▸ **Passage to read**
Today saw the release of the ninth episode in the third and final season of Lucasfilm’s animated series Star Wars: The Bad Batch on Disney+, and below are my brief recap and thoughts on this installment.
At the end of last week’s episode of The Bad Batch, we saw (what I assumed was) Fennec Shand betraying Clone Force 99 to an unnamed contact. And pretty quickly in today’s episode, entitled “The Harbinger,” we find out who that contact was: Asajj Ventress (voiced by actress Nika Futterman, reprising her role as the Force-sensitive Dathomirian from Star Wars: The Clone Wars). It wasn’t a terribly big surprise, as the powers that be at Lucasfilm had already spilled the beans on Ventress’s return via the series’ trailers and press releases. But what was at least a little surprising was the context in which she pops up– it seems Asajj isn’t here to kidnap or eliminate Omega (Michelle Ang) as one might have guessed, but instead to test the young clone for latent Force abilities.

▸ **Data provided**
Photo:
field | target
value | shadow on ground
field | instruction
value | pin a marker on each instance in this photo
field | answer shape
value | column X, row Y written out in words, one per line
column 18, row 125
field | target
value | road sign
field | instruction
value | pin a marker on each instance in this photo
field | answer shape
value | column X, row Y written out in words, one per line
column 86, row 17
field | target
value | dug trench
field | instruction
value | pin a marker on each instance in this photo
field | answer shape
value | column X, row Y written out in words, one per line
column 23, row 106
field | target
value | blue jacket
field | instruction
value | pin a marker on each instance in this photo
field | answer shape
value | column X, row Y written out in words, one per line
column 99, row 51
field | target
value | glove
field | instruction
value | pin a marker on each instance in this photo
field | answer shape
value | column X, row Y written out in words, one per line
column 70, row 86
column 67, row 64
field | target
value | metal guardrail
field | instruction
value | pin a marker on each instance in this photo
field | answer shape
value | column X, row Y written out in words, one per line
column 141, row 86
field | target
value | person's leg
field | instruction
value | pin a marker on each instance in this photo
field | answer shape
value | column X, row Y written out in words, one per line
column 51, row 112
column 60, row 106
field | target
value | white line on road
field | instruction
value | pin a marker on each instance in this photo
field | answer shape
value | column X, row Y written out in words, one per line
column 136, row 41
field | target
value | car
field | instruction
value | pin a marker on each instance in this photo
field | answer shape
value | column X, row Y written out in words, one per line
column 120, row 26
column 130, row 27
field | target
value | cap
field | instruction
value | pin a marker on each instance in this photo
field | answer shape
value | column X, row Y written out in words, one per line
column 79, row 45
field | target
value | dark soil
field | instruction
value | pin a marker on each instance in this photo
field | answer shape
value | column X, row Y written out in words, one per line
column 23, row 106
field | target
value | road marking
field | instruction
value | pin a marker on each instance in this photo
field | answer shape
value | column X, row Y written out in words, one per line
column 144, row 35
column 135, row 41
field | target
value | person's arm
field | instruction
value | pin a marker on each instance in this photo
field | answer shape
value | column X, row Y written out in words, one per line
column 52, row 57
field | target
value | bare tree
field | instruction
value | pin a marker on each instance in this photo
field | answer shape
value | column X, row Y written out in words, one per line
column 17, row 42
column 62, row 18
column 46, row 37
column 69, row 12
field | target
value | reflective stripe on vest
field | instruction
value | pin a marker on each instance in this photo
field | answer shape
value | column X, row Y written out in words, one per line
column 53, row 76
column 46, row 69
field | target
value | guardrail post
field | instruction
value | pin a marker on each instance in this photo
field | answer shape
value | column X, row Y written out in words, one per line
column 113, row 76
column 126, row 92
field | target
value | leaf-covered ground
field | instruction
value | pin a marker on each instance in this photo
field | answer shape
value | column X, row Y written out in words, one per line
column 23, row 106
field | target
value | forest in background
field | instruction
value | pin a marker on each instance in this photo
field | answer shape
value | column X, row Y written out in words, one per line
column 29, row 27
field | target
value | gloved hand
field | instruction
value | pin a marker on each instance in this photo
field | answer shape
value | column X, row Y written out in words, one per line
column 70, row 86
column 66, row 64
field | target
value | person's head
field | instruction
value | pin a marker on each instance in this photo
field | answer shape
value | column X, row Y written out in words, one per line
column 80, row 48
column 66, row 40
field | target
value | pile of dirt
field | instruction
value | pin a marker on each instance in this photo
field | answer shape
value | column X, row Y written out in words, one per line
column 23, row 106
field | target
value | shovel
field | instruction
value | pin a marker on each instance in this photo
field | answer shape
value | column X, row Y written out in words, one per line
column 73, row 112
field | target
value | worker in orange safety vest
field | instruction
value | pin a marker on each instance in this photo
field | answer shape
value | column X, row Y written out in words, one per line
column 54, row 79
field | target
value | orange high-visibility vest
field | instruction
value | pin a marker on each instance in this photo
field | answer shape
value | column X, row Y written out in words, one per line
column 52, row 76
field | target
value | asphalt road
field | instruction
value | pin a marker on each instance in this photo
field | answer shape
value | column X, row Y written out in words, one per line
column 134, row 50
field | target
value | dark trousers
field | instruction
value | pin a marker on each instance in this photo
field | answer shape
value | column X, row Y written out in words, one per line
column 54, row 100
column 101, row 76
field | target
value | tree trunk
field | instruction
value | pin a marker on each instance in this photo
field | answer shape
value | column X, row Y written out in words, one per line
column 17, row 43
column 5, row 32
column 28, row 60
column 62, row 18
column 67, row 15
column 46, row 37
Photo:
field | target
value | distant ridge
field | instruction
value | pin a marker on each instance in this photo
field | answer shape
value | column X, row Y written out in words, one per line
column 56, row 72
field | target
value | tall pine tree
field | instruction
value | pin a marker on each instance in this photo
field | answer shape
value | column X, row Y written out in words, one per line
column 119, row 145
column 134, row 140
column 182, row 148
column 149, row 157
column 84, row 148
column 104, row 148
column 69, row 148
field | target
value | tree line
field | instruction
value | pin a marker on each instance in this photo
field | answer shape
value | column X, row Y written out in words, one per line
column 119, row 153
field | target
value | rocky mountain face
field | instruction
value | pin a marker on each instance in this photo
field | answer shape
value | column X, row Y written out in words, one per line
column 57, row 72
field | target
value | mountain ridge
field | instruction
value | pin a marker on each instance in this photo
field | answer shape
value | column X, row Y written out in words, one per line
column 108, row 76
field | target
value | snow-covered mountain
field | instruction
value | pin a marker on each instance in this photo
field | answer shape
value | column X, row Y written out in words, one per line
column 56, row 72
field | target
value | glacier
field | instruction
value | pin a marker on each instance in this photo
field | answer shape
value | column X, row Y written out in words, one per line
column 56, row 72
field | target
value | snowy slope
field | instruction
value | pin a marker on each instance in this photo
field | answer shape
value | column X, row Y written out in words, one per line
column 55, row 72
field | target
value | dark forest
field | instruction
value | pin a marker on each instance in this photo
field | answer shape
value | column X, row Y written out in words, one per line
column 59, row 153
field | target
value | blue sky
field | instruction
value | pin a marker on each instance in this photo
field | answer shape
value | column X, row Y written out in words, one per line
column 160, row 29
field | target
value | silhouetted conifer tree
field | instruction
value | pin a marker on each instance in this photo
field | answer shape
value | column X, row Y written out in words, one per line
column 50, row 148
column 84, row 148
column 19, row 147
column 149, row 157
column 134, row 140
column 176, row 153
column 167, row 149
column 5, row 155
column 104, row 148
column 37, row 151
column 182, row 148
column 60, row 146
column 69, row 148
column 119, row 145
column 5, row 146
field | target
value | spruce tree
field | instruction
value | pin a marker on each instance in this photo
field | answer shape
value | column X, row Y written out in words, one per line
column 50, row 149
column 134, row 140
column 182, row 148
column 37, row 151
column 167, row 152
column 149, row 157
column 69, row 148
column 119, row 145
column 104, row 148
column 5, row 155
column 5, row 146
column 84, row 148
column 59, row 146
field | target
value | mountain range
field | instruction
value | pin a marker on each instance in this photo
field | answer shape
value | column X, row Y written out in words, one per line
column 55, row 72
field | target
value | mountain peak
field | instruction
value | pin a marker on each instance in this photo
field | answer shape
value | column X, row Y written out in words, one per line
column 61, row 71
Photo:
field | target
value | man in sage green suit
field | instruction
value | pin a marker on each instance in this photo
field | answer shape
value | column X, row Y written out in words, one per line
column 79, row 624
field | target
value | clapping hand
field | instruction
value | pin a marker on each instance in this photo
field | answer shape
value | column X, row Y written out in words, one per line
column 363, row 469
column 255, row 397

▸ **Exercise objective**
Using the Bad Batch recap, answer each question.
(a) Which episode and season of the series does the recap cover?
(b) What is the title of that episode?
(c) What does Asajj Ventress test Omega for?
The data was taken from a source separate from the recap.

▸ **Answer for this exercise**
(a) The ninth episode of the third and final season.
(b) "The Harbinger."
(c) Latent Force abilities.